◆ Document extract:
════════════════════
The truth about Bill de Blasio: Ignore the Clinton “marriage” hype

The progressive new mayor worked for both Clintons. Their “embrace” just means they’re all good politicians

Published January 2, 2014 8:58PM (EST)

Bill Clinton speaks as Mayor-elect Bill de Blasio waits to take the oath of office, City Hall, Jan. 1, 2014, in New York.       (AP/Frank Franklin Ii)
Bill Clinton speaks as Mayor-elect Bill de Blasio waits to take the oath of office, City Hall, Jan. 1, 2014, in New York. (AP/Frank Franklin Ii)

It’s supposed to be a new year, 2014, but does anyone else feel like it’s 2007? The one big national political story that broke over the holiday, the inauguration of progressive New York Mayor Bill de Blasio, is mostly being hyped for what it tells us about Hillary Clinton’s presidential hopes. Haven’t we done this already?

Seven years ago, the nation’s politics got pulled into a sinkhole of analyzing every political development and every political leader in terms of its relationship to Clinton’s candidacy. She was up, she was down; she can’t win; she’s invincible; she’s rallied major leaders behind her; major leaders are abandoning ship; she’s intimidating newbie Barack Obama; Obama has her on the ropes. That last story turned out to be true, eventually.
════════════════════
◆ Source material:
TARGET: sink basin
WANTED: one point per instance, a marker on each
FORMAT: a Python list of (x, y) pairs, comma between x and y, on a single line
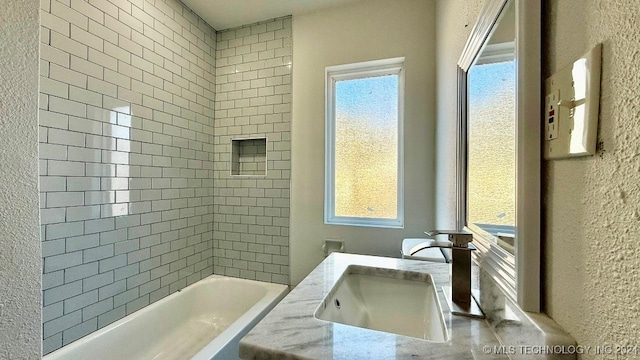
════════════════════
◆ Stated task 1: For each statement, say whether it agrees with the article about Bill de Blasio and the Clintons, answering yes or no and quoting the words of the article that decide it: (a) The article was published on January 2, 2014. (b) The article describes de Blasio as a conservative mayor. (c) The story that Obama had Clinton on the ropes eventually turned out to be true.
◆ Stated task 2: According to the photo caption in the article about Bill de Blasio and the Clintons, who speaks while de Blasio waits to take the oath of office?
◆ Stated task 3: Write a continuation of the article about Bill de Blasio and the Clintons, starting after its last sentence.
The material after the article is separate from it.

◆ Exercise response 1:
(a) Yes: "Published January 2, 2014 8:58PM (EST)"
(b) No: "The progressive new mayor worked for both Clintons."
(c) Yes: "That last story turned out to be true, eventually."

◆ Exercise response 2: Bill Clinton

◆ Exercise response 3:
Now it’s de Blasio’s turn to see his innovative administration reflected in Clinton’s glory, almost three years before 2016 and before she’s even announced her candidacy. Politico covered “The Clinton-De Blasio political marriage” before the inauguration. The day after, the Washington Post’s Dan Balz asked: “Is New York’s De Blasio prompting a political repositioning by the Clintons?”

Balz summarized Hillary Clinton’s alleged dilemma thusly:

Will she be able to be true to the New Democrat ideals that brought her husband to power and also accommodate the energy pulsing through the party’s progressive wing?

But Balz’s coverage, and that of a lot of other reporters, presumes both Clintons’ political views are preserved in amber, with Hillary’s headbands, perhaps. In fact, all of the parties in this "marriage" have evolved politically over the years. Bill and Hillary Clinton cut their teeth in the George McGovern campaign. They opposed the Vietnam War and supported civil rights; they stood firmly on their party’s left. Bill de Blasio supported the Sandinista revolution in Nicaragua – and then went to work for the Clinton administration. All three of them have moved from the left to the center, de Blasio arguably least of all.

The Clintons’ embrace of de Blasio, or his of them, isn’t surprising in any way. He worked, under Andrew Cuomo, in Clinton’s Department of Housing and Urban Development. When Hillary Clinton ran for Senate from New York, he was her campaign manager, although in truth he shared power with a lot of other Clintonland potentates.  Now the Clintons run a global foundation in de Blasio’s city.  Frankly, I can imagine Clinton swearing in virtually any Democrat who became New York’s mayor.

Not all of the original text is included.